**Directions**
1. Reproduce the mailing list reply word for word from "On Thu, Nov 04, 2021" to "been hugely clear.".
2. In the mailing list reply, which CPUs are given as having an aliasing VIPT cache?
3. List every time of day that appears in the mailing list reply.
====== Source passage
Re: flush_dcache_page vs kunmap_local

From: Catalin Marinas
Date: Fri Nov 05 2021 - 15:40:59 EST


On Thu, Nov 04, 2021 at 11:23:56AM -0700, Linus Torvalds wrote:
> On Thu, Nov 4, 2021 at 11:04 AM Catalin Marinas <catalin.marinas@xxxxxxx> wrote:
> > We still have VIVT processors supported in the kernel and a few where
> > the VIPT cache is aliasing (some ARMv6 CPUs). On these,
> > flush_dcache_page() is still used to ensure the user aliases are
> > coherent with the kernel one, so it's not just about the I/D-cache
> > coherency.
>
> Maybe we could try to split it up and make each function have more
> well-defined rules? One of the issues with the flush_dcache thing is
> that it's always been so ad-hoc and it's not been hugely clear.
[...]
> So VIVT arm (and whoever else) would continue to do the cache flushing
> at kunmap_local time (or kmap - I don't think it matters which one you
> do, as long as you make sure there are no stale contents from the
> previous use of that address).
>
> And then we'd relegate flush_dcache_page() purely for uses where
> somebody modifies the data and wants to make sure it ends up being
> coherent with subsequent uses (whether kmap and VIVT or I$/D$
> coherency issues)?
============
====== Source material
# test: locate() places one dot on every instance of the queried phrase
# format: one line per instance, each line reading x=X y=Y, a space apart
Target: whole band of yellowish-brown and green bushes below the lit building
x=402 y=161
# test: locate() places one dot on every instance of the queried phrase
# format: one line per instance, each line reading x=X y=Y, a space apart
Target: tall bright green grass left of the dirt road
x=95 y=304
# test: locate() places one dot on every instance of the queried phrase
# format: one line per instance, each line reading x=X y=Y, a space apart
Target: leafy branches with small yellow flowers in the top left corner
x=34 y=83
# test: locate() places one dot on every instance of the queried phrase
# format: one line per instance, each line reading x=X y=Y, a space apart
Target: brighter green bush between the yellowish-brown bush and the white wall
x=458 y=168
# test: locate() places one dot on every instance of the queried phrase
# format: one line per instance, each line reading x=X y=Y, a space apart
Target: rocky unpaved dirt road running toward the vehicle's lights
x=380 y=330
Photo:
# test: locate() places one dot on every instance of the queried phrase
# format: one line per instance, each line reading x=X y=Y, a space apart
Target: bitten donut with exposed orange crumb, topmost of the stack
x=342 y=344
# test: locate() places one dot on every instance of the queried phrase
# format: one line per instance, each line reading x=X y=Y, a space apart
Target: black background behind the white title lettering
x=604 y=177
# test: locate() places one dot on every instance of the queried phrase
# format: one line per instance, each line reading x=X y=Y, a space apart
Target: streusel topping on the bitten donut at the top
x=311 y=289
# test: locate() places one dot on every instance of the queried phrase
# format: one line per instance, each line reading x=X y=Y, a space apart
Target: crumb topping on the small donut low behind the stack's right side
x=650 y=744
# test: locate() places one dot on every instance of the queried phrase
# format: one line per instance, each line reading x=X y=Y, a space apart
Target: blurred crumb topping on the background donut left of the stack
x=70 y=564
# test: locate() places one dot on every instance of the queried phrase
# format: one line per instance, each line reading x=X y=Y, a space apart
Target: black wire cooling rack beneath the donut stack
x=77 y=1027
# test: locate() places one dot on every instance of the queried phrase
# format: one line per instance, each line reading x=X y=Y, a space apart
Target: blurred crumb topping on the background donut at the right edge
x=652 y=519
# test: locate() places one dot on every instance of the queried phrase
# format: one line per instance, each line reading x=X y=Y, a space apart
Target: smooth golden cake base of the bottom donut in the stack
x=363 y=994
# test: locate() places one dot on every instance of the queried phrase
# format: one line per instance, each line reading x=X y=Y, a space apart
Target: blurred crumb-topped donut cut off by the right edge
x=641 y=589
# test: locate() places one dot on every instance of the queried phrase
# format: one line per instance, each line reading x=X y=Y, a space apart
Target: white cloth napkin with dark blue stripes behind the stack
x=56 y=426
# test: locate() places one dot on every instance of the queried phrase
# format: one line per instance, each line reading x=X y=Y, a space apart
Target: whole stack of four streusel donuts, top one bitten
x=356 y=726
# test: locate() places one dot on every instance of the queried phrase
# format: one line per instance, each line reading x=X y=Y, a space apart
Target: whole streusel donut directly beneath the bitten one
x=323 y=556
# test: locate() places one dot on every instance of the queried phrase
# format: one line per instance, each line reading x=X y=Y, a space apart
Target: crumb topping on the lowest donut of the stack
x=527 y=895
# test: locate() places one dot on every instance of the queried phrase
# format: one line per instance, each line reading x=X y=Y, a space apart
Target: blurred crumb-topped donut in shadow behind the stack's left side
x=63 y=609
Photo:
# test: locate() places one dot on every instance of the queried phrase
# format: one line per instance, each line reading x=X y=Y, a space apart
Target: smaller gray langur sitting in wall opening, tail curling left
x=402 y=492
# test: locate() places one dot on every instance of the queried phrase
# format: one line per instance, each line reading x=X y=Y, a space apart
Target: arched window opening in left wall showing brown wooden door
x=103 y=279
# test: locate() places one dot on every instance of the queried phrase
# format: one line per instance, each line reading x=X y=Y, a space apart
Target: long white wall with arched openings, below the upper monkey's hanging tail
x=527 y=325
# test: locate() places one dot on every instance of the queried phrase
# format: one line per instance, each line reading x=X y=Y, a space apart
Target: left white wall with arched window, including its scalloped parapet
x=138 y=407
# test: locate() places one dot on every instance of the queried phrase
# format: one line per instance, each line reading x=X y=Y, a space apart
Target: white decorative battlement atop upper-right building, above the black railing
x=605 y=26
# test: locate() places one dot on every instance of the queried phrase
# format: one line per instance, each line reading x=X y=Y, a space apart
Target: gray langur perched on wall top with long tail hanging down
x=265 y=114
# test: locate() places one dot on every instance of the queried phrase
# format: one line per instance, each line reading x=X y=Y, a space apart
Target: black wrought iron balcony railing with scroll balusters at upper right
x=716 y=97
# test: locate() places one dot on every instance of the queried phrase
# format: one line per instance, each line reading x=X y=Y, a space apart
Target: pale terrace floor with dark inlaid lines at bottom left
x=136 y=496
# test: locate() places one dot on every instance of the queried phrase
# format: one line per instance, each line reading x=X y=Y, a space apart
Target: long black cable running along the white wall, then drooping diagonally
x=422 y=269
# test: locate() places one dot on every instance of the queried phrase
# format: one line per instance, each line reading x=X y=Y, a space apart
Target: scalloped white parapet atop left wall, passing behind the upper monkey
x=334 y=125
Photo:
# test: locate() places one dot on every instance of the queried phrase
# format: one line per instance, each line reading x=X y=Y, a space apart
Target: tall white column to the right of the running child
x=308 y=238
============
**Replies**
1.
On Thu, Nov 04, 2021 at 11:23:56AM -0700, Linus Torvalds wrote:
> On Thu, Nov 4, 2021 at 11:04 AM Catalin Marinas <catalin.marinas@xxxxxxx> wrote:
> > We still have VIVT processors supported in the kernel and a few where
> > the VIPT cache is aliasing (some ARMv6 CPUs). On these,
> > flush_dcache_page() is still used to ensure the user aliases are
> > coherent with the kernel one, so it's not just about the I/D-cache
> > coherency.
>
> Maybe we could try to split it up and make each function have more
> well-defined rules? One of the issues with the flush_dcache thing is
> that it's always been so ad-hoc and it's not been hugely clear.

2. Some ARMv6 CPUs.

3.
15:40:59 EST
11:23:56 AM
11:04 AM